#### [WHAT YOU HAVE TO DO]
Collect and copy every line below that contains the word "shirt". Case counts.

#### [RECORDS FOR THE TASK]
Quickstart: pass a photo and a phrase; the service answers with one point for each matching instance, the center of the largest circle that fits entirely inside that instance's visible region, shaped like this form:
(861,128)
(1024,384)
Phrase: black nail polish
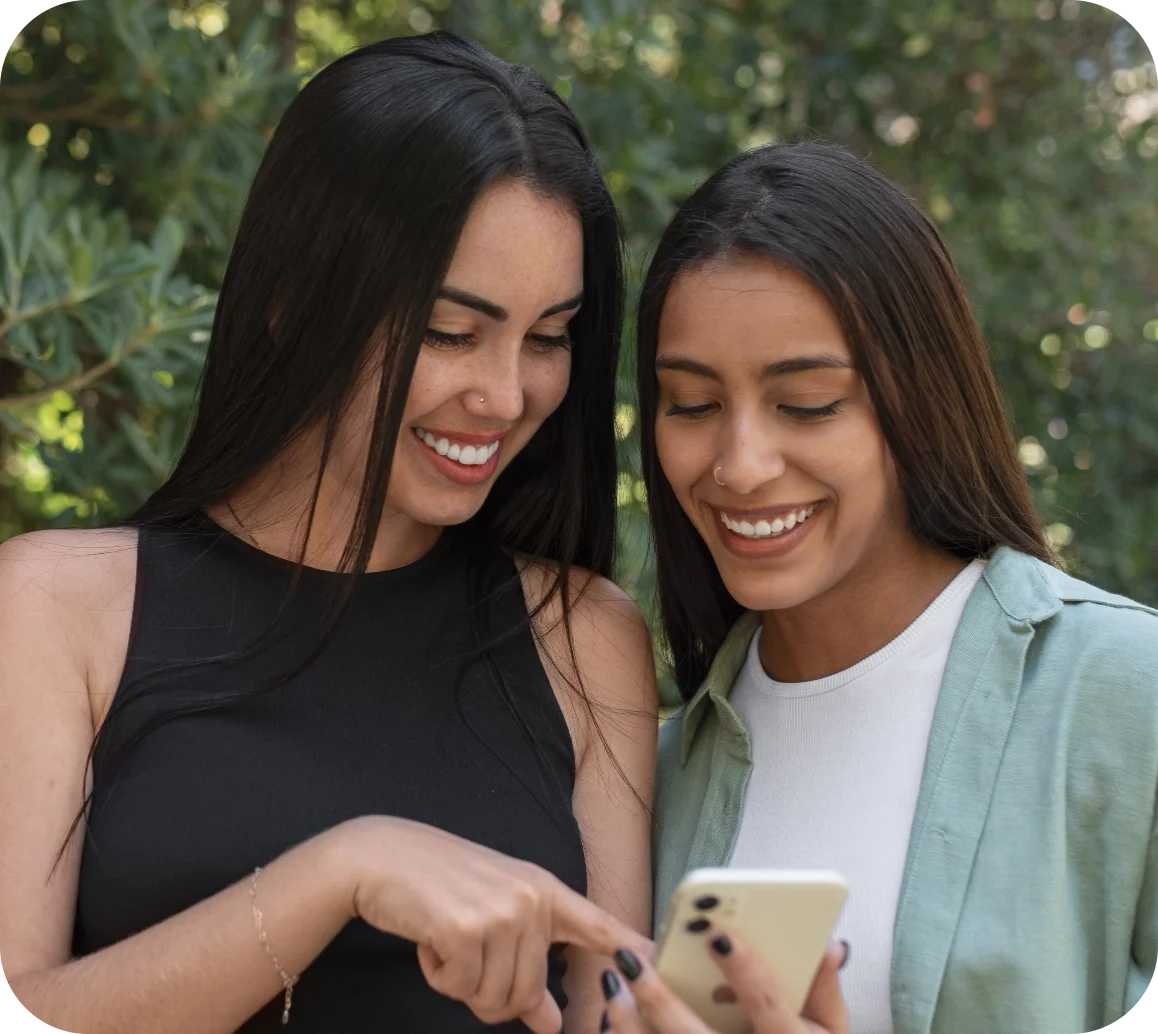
(629,965)
(610,984)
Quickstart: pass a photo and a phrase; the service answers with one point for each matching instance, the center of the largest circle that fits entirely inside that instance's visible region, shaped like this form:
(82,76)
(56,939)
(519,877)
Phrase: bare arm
(612,712)
(65,602)
(64,617)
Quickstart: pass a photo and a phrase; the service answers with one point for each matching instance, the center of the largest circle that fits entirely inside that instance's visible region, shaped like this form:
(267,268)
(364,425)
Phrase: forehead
(519,249)
(747,309)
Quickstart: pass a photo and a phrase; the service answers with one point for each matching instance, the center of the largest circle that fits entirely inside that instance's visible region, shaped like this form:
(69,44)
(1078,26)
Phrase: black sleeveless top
(426,702)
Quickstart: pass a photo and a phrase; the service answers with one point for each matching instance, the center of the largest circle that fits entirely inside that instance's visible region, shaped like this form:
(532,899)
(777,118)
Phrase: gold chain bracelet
(287,981)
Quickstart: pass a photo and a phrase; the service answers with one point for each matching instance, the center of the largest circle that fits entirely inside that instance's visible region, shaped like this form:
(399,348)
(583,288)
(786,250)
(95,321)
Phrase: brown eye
(442,339)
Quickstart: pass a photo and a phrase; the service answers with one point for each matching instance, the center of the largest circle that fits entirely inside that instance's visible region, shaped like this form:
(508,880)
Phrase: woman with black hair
(350,671)
(886,673)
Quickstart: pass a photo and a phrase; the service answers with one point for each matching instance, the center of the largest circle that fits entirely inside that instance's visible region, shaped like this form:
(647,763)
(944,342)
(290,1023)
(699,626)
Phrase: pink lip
(766,513)
(752,549)
(454,470)
(462,437)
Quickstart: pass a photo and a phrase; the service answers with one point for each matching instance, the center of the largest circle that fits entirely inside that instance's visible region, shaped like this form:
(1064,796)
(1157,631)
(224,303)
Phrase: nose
(497,389)
(749,456)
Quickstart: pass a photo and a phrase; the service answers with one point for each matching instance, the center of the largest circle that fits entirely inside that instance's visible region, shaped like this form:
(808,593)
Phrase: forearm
(203,970)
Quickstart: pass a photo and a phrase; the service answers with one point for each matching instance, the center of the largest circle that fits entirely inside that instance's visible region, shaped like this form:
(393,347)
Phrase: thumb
(826,1003)
(545,1017)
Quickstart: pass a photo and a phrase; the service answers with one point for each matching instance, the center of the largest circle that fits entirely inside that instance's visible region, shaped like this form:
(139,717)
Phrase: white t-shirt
(836,769)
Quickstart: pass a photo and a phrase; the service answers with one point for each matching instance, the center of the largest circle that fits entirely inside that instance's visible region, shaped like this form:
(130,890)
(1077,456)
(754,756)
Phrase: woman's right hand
(483,921)
(643,1003)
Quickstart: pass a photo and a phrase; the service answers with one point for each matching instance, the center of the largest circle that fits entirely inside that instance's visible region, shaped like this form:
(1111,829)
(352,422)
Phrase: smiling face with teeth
(757,386)
(496,363)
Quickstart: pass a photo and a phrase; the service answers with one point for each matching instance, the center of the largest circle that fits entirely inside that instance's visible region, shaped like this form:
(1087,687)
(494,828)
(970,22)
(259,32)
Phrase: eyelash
(797,412)
(461,341)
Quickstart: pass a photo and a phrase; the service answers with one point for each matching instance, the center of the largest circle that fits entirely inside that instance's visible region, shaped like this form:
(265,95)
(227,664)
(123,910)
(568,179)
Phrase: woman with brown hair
(886,672)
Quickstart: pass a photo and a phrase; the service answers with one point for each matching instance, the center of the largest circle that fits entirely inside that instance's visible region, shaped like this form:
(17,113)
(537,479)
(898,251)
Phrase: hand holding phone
(785,918)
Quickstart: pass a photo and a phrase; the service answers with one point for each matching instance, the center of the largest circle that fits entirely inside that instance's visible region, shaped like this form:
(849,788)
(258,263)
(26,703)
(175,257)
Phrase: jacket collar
(1026,589)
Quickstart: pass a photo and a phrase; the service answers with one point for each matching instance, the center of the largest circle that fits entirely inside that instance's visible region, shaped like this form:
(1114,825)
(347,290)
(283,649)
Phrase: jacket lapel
(972,721)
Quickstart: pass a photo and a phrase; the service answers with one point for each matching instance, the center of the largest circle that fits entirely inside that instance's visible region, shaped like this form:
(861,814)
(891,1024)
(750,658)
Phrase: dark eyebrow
(496,312)
(801,364)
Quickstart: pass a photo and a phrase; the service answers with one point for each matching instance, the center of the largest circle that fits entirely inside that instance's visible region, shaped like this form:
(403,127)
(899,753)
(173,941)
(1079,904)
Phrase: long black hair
(884,269)
(344,241)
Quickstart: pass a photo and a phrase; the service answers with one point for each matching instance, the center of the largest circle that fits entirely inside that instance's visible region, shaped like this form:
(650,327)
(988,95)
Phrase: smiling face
(757,390)
(496,363)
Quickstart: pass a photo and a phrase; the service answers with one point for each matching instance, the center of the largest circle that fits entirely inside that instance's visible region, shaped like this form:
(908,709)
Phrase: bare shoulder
(605,620)
(68,567)
(66,602)
(605,666)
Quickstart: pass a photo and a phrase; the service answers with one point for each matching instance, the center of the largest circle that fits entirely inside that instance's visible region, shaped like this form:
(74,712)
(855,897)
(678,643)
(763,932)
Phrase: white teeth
(767,529)
(468,455)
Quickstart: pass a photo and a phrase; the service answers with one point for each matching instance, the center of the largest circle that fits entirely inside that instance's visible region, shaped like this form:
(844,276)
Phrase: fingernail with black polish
(629,965)
(610,984)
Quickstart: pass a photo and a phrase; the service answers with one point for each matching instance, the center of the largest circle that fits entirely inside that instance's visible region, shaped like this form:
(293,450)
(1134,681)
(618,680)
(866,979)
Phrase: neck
(863,613)
(272,512)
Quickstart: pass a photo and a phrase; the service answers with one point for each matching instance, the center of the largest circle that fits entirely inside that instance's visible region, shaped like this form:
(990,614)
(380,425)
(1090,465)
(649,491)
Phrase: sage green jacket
(1030,897)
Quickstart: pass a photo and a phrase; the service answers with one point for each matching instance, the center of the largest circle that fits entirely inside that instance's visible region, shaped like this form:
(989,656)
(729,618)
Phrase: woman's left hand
(645,1004)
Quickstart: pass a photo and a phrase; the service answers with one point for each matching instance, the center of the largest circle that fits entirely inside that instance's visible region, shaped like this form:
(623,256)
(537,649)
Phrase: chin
(453,512)
(761,591)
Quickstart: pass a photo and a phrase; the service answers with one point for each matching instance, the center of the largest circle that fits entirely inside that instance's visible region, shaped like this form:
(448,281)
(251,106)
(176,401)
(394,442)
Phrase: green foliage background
(1028,130)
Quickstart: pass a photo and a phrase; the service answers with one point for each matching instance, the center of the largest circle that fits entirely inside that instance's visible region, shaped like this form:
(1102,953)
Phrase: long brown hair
(891,281)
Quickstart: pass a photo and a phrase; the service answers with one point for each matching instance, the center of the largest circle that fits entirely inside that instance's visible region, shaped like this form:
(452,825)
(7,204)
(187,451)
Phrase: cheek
(545,386)
(862,471)
(682,456)
(433,382)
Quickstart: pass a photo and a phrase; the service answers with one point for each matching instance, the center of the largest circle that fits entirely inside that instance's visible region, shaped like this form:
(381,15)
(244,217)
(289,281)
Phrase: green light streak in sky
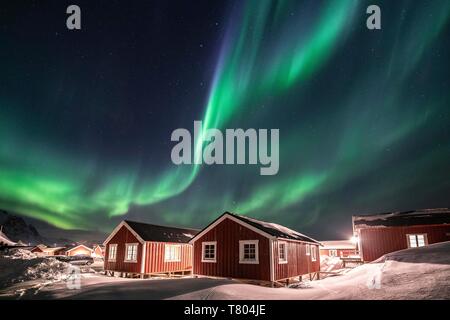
(254,65)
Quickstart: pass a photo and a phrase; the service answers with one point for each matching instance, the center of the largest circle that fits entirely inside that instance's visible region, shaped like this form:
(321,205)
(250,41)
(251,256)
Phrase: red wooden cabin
(80,250)
(338,248)
(235,246)
(144,249)
(383,233)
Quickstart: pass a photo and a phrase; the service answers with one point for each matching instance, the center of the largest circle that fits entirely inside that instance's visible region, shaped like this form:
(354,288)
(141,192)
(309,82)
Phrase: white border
(241,251)
(313,253)
(228,216)
(215,251)
(126,252)
(285,252)
(425,238)
(109,252)
(172,245)
(123,223)
(78,246)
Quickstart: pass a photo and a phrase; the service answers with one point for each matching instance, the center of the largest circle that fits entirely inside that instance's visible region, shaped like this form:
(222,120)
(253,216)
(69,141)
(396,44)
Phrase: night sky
(86,116)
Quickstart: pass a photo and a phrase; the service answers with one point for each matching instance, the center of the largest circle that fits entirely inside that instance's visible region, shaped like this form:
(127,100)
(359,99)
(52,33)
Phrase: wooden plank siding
(122,237)
(155,258)
(227,234)
(340,252)
(298,263)
(377,241)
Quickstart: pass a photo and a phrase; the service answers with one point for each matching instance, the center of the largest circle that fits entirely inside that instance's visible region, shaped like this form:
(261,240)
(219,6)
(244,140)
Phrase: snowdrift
(418,273)
(21,266)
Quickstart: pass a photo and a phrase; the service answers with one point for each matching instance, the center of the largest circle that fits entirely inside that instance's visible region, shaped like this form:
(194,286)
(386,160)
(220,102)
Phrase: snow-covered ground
(419,273)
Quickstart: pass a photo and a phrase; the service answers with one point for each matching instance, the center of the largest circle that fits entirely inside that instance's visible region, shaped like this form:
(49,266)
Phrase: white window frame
(313,253)
(280,260)
(127,246)
(113,245)
(242,243)
(408,240)
(172,253)
(209,243)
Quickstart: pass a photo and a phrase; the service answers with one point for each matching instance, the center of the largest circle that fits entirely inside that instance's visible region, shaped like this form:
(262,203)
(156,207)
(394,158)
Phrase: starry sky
(86,116)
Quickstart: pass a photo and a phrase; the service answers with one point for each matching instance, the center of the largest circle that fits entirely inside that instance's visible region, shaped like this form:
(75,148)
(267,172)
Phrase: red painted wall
(227,234)
(298,262)
(122,237)
(376,242)
(155,253)
(340,252)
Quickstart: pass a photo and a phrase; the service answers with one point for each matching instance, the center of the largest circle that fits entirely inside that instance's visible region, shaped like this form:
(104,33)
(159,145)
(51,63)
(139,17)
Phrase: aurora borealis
(86,116)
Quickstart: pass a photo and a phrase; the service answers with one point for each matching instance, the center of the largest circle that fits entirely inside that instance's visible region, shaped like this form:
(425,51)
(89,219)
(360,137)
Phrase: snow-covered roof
(48,249)
(268,229)
(274,229)
(151,232)
(406,218)
(338,244)
(5,240)
(79,246)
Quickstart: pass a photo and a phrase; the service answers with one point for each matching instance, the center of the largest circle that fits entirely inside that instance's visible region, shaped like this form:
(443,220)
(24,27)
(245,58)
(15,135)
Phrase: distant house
(79,250)
(99,251)
(135,248)
(382,233)
(235,246)
(4,240)
(338,248)
(44,251)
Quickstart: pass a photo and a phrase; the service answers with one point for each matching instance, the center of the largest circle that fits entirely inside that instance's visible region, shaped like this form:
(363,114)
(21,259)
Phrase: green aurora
(363,117)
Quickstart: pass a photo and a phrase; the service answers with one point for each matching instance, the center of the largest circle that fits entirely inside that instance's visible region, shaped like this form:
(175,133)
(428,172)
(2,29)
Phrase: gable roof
(338,244)
(151,232)
(267,229)
(405,218)
(5,240)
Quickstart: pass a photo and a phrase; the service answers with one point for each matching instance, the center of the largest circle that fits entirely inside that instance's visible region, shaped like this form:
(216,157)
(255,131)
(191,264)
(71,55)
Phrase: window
(282,254)
(209,251)
(313,253)
(248,251)
(172,253)
(131,252)
(112,252)
(417,240)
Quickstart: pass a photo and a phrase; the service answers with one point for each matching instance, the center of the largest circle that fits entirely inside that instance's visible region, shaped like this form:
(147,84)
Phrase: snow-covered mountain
(15,228)
(32,231)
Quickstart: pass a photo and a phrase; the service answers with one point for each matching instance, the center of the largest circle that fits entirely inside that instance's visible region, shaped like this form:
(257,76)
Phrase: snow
(282,229)
(338,244)
(418,273)
(22,266)
(329,264)
(5,240)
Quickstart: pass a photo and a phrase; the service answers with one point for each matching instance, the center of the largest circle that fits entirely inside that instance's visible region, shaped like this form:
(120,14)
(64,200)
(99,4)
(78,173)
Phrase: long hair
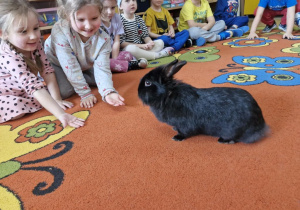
(14,12)
(69,7)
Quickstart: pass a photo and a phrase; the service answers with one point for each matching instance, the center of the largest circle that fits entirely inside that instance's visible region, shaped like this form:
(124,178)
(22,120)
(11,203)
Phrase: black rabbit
(229,113)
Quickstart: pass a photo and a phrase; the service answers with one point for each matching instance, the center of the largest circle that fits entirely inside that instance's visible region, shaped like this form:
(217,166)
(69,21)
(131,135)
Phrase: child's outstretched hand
(88,102)
(114,99)
(64,104)
(288,36)
(150,45)
(70,120)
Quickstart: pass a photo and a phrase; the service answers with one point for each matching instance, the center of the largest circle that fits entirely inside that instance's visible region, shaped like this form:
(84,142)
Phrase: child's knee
(194,32)
(159,44)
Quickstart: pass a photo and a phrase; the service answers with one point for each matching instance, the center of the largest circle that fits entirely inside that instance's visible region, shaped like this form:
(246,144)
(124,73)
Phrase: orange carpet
(124,158)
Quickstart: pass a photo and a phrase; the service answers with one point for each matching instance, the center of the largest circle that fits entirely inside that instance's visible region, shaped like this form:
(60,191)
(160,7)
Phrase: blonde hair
(69,7)
(10,12)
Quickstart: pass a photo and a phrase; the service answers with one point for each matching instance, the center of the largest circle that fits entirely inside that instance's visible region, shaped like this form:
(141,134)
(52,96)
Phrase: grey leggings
(211,35)
(65,87)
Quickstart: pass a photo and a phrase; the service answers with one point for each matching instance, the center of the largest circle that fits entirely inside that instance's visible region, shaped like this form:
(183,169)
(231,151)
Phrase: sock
(200,41)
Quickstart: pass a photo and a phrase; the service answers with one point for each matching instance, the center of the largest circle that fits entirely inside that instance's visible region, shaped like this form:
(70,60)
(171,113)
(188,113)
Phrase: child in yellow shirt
(160,26)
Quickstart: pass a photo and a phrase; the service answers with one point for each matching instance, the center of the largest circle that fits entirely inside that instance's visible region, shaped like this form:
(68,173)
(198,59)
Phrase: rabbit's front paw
(178,137)
(223,141)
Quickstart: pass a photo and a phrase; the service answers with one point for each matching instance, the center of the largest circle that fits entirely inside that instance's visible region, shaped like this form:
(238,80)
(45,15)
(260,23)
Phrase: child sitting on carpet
(79,52)
(227,10)
(197,17)
(136,39)
(22,59)
(112,24)
(159,22)
(268,9)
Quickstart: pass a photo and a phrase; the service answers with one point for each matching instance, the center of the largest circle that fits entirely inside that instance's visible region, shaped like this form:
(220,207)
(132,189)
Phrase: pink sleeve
(46,64)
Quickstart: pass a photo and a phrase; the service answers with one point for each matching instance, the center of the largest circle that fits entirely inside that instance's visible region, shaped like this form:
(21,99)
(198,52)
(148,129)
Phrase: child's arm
(116,46)
(192,23)
(153,35)
(210,23)
(289,23)
(259,13)
(171,31)
(50,104)
(53,88)
(103,75)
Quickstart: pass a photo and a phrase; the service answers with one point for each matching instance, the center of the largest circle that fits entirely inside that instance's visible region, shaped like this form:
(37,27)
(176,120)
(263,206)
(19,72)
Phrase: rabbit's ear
(173,67)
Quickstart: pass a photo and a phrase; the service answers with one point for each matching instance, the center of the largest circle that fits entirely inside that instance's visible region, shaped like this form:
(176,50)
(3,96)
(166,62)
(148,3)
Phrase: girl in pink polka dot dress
(22,59)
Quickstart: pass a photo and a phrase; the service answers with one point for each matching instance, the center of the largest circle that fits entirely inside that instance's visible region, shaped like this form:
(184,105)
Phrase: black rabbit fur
(231,114)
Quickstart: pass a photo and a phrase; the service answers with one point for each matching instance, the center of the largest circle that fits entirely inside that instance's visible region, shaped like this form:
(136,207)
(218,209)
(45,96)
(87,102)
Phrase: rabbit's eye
(148,83)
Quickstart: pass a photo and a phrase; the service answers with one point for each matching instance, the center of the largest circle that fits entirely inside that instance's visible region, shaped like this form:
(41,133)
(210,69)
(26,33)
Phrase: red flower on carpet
(39,132)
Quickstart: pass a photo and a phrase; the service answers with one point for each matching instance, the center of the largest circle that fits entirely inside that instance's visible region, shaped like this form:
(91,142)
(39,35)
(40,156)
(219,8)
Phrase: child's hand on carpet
(288,36)
(88,102)
(252,36)
(114,99)
(64,104)
(70,120)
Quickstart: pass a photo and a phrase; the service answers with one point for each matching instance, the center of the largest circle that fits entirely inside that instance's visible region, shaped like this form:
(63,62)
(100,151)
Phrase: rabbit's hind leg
(226,141)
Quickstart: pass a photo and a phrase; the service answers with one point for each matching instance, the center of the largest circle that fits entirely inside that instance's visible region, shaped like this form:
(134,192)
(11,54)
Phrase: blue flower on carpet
(203,54)
(274,71)
(257,42)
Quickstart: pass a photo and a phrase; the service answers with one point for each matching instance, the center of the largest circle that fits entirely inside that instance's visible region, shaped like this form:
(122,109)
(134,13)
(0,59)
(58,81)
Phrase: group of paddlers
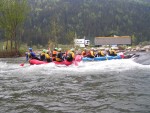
(55,55)
(59,56)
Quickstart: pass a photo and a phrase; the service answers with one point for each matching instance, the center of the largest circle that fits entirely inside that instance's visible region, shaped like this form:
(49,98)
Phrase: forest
(59,21)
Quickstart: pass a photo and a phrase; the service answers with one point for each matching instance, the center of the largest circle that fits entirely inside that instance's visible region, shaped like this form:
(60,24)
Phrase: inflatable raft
(38,62)
(101,58)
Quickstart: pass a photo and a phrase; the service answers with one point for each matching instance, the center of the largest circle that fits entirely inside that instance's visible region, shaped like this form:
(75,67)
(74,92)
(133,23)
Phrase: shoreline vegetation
(20,53)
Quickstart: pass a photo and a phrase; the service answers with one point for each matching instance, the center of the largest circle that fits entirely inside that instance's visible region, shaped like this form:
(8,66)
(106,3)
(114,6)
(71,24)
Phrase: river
(113,86)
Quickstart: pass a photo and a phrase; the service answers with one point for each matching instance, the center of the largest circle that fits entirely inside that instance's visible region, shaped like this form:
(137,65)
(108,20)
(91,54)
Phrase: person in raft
(54,52)
(112,52)
(84,52)
(59,55)
(70,55)
(91,53)
(31,55)
(44,56)
(100,53)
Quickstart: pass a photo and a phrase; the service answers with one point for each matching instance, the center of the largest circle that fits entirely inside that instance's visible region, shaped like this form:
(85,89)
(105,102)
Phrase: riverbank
(9,54)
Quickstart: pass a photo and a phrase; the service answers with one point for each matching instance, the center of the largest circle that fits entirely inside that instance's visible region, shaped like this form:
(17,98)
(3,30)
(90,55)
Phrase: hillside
(59,20)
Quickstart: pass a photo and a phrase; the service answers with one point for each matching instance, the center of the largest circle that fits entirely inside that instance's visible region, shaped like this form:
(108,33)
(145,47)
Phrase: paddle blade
(75,63)
(22,64)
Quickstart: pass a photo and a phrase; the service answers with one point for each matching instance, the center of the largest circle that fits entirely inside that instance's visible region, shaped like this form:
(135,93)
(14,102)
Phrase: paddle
(78,58)
(22,64)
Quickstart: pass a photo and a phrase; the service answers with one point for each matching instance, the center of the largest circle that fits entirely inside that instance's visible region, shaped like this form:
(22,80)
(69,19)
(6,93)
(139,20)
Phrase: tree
(12,15)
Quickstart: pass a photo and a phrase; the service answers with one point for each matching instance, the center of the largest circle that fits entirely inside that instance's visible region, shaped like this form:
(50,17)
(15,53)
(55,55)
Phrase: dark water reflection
(37,89)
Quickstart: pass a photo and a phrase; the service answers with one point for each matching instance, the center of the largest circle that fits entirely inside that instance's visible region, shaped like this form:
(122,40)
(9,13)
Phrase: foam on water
(82,68)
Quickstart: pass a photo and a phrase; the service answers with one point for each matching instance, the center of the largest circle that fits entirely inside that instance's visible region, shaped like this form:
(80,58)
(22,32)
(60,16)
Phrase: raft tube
(101,58)
(65,62)
(36,62)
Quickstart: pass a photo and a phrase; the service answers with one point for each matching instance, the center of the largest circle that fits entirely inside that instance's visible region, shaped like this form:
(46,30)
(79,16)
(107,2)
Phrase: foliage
(58,20)
(13,14)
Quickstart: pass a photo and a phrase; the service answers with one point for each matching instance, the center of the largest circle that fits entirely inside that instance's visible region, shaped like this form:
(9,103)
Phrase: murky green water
(116,86)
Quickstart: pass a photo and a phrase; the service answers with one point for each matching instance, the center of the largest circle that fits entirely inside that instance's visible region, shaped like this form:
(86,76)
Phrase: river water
(113,86)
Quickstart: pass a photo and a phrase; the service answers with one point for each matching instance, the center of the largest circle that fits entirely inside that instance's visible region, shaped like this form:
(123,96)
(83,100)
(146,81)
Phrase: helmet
(56,49)
(44,50)
(92,48)
(59,49)
(72,49)
(30,49)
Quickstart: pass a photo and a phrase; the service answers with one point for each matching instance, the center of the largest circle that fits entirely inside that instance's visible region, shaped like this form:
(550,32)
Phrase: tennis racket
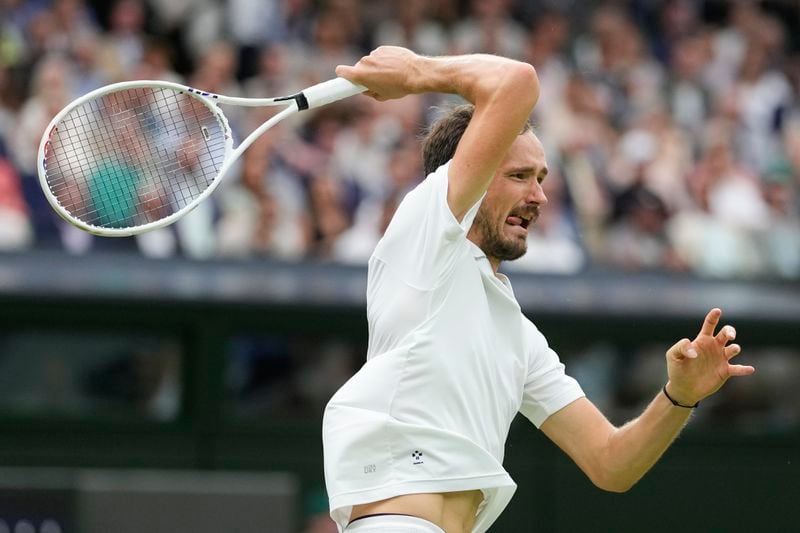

#### [EXPECTED OUTPUT]
Phrase: white t-shirt
Phrase: child in yellow shirt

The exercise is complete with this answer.